# INSTRUCTIONS TO FOLLOW:
Beginning at the line containing "of dark hair." and continuing to the end of the records below, give each line again exactly as it stands, and only those lines.

● ● ● ● ● ● ●

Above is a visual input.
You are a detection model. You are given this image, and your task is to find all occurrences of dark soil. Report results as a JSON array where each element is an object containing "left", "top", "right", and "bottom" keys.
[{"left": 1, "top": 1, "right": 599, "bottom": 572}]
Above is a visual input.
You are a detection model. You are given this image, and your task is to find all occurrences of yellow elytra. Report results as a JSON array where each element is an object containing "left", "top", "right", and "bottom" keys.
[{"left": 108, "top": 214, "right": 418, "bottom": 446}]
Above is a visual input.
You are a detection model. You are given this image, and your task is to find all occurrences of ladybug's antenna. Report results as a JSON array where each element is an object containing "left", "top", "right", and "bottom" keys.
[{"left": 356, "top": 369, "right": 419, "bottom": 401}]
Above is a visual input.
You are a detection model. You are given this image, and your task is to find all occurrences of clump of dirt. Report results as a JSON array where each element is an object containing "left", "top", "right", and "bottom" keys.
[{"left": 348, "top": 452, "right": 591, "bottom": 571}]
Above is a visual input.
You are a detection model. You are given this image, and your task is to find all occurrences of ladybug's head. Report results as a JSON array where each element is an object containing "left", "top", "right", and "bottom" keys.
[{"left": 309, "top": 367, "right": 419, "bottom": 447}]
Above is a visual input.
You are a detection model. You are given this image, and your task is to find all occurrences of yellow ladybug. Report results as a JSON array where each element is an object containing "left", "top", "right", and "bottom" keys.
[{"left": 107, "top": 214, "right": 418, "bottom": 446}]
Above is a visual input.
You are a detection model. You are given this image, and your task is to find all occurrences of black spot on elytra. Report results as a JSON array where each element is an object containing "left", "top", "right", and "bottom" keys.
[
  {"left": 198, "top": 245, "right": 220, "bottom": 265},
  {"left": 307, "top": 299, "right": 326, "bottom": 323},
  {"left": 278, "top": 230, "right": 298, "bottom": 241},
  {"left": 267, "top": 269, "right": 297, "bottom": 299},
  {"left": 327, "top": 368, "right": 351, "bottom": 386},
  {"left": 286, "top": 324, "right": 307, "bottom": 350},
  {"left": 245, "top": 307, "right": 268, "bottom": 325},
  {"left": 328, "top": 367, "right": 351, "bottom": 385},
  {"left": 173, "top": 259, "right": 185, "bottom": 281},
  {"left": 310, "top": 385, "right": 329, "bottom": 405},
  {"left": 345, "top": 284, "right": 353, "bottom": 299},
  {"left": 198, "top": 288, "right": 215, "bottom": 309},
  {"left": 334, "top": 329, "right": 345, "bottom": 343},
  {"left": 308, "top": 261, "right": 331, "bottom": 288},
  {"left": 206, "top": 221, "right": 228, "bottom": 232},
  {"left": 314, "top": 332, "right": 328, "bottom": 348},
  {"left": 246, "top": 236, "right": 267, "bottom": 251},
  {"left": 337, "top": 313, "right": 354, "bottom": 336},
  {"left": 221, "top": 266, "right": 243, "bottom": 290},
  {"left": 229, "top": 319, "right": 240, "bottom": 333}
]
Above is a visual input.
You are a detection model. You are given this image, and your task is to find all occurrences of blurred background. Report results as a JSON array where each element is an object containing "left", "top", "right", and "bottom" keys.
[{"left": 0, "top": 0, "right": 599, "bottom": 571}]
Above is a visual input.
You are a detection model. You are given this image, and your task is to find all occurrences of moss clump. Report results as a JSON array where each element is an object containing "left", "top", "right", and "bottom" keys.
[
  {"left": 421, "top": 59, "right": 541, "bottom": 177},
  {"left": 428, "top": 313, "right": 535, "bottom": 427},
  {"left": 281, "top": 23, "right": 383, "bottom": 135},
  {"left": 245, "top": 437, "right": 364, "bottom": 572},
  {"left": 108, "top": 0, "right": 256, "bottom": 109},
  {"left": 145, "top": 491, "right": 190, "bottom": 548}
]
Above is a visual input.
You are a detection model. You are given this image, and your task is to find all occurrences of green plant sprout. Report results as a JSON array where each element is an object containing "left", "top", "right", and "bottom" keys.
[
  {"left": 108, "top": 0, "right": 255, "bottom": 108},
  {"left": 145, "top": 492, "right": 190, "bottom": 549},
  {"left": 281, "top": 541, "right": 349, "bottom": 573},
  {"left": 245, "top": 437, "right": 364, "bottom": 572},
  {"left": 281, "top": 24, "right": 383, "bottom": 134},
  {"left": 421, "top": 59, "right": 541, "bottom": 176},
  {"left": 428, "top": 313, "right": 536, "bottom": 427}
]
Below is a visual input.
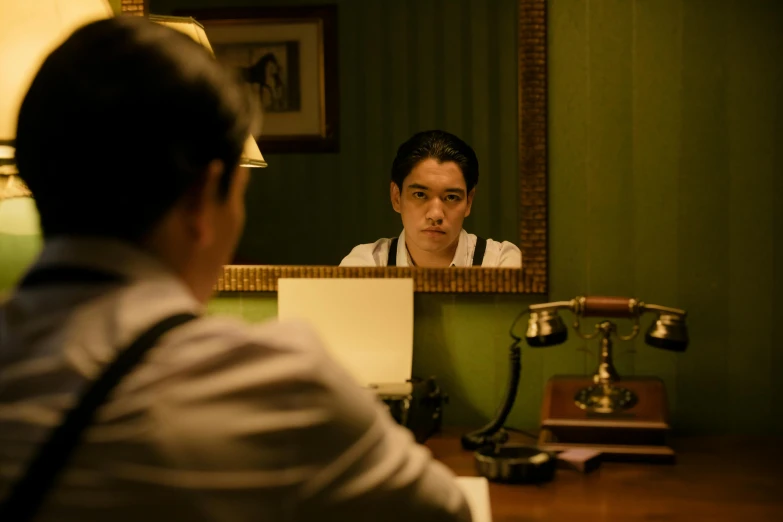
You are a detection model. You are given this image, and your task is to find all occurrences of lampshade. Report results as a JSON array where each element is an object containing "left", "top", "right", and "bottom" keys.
[
  {"left": 644, "top": 313, "right": 689, "bottom": 352},
  {"left": 525, "top": 309, "right": 568, "bottom": 348},
  {"left": 0, "top": 0, "right": 111, "bottom": 238},
  {"left": 147, "top": 14, "right": 214, "bottom": 54},
  {"left": 149, "top": 15, "right": 267, "bottom": 168},
  {"left": 240, "top": 136, "right": 267, "bottom": 168},
  {"left": 0, "top": 0, "right": 114, "bottom": 162}
]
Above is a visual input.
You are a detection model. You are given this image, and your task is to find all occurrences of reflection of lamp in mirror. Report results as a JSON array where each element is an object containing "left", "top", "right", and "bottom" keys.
[{"left": 148, "top": 14, "right": 267, "bottom": 169}]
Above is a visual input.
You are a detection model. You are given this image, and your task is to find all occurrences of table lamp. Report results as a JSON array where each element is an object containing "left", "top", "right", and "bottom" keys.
[
  {"left": 0, "top": 4, "right": 266, "bottom": 237},
  {"left": 0, "top": 0, "right": 114, "bottom": 240}
]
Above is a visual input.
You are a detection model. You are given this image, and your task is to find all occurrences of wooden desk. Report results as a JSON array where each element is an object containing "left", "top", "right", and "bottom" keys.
[{"left": 426, "top": 430, "right": 783, "bottom": 522}]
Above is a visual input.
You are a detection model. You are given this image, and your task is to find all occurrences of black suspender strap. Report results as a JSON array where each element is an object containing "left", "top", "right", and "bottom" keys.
[
  {"left": 0, "top": 314, "right": 197, "bottom": 522},
  {"left": 0, "top": 267, "right": 198, "bottom": 522},
  {"left": 387, "top": 237, "right": 399, "bottom": 267},
  {"left": 472, "top": 236, "right": 487, "bottom": 266}
]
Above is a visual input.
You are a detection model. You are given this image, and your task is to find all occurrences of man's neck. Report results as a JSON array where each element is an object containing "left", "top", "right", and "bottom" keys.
[
  {"left": 141, "top": 226, "right": 214, "bottom": 304},
  {"left": 405, "top": 238, "right": 459, "bottom": 268}
]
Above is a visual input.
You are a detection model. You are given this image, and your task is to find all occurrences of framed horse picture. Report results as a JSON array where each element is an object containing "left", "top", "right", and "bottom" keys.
[{"left": 175, "top": 5, "right": 339, "bottom": 153}]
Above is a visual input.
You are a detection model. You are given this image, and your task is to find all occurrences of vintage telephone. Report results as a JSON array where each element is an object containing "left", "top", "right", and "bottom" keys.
[{"left": 463, "top": 296, "right": 688, "bottom": 470}]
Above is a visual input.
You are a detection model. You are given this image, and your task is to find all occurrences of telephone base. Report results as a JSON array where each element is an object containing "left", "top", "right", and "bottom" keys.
[{"left": 538, "top": 375, "right": 675, "bottom": 463}]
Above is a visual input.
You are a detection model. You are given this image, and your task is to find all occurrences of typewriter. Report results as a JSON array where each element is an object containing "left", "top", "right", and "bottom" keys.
[
  {"left": 369, "top": 377, "right": 448, "bottom": 443},
  {"left": 276, "top": 279, "right": 445, "bottom": 442}
]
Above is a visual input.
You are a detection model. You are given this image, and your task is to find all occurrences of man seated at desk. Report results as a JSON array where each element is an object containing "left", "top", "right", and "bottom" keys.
[
  {"left": 0, "top": 17, "right": 471, "bottom": 522},
  {"left": 340, "top": 130, "right": 522, "bottom": 268}
]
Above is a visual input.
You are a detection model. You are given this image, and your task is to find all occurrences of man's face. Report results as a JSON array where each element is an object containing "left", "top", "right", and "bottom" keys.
[{"left": 390, "top": 158, "right": 474, "bottom": 257}]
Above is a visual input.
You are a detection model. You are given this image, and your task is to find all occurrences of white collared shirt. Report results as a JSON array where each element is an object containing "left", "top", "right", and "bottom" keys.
[
  {"left": 0, "top": 238, "right": 470, "bottom": 522},
  {"left": 340, "top": 229, "right": 522, "bottom": 267}
]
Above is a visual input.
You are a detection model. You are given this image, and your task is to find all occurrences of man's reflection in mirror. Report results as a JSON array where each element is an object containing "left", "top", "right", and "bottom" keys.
[{"left": 340, "top": 130, "right": 522, "bottom": 268}]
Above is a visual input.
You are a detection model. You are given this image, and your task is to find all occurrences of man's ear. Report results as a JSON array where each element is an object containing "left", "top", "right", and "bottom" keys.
[
  {"left": 187, "top": 159, "right": 225, "bottom": 247},
  {"left": 464, "top": 187, "right": 476, "bottom": 218},
  {"left": 390, "top": 181, "right": 402, "bottom": 214}
]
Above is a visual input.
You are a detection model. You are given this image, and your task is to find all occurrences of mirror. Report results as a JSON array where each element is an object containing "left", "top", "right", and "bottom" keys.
[{"left": 170, "top": 0, "right": 547, "bottom": 293}]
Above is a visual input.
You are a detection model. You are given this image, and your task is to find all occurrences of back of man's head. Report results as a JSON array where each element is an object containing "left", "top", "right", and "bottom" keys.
[{"left": 15, "top": 16, "right": 255, "bottom": 242}]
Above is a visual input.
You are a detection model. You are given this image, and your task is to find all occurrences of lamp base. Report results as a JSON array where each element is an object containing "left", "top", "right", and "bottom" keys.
[{"left": 538, "top": 375, "right": 675, "bottom": 463}]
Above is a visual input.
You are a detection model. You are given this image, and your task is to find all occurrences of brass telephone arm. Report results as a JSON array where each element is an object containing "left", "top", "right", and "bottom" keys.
[{"left": 529, "top": 296, "right": 686, "bottom": 342}]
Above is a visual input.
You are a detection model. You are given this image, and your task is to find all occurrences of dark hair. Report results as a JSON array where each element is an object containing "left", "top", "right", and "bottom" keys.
[
  {"left": 15, "top": 16, "right": 256, "bottom": 241},
  {"left": 390, "top": 130, "right": 479, "bottom": 192}
]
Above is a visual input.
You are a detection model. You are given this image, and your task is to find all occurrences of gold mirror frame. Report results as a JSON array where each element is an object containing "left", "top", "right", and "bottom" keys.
[{"left": 216, "top": 0, "right": 547, "bottom": 294}]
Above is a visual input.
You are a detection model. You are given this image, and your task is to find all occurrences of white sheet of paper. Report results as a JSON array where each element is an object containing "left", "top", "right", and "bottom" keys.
[
  {"left": 455, "top": 477, "right": 493, "bottom": 522},
  {"left": 277, "top": 278, "right": 414, "bottom": 387}
]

● ● ● ● ● ● ●

# RESPONSE TO THIS EXERCISE:
You are a detection model. You are given this image, and your task is to find all occurrences of dark hair. Report results as a JSON array where each element is an object containing "left", "top", "right", and "bottom" keys.
[
  {"left": 15, "top": 16, "right": 256, "bottom": 241},
  {"left": 390, "top": 130, "right": 479, "bottom": 192}
]
Above is a visual input.
You are a detection model. You are given this image, and your task is to find all occurrences of gold mirror frame. Report results as a JSON array where each element is an object containing "left", "top", "right", and "bottom" keys.
[{"left": 216, "top": 0, "right": 547, "bottom": 294}]
Above is a visual input.
You are a detection model. You are given this image, and your task is to find all occurrences of white sheet of paper. Report results as a JSON array where each element is an object containing "left", "top", "right", and "bottom" keys.
[
  {"left": 455, "top": 477, "right": 493, "bottom": 522},
  {"left": 277, "top": 278, "right": 414, "bottom": 387}
]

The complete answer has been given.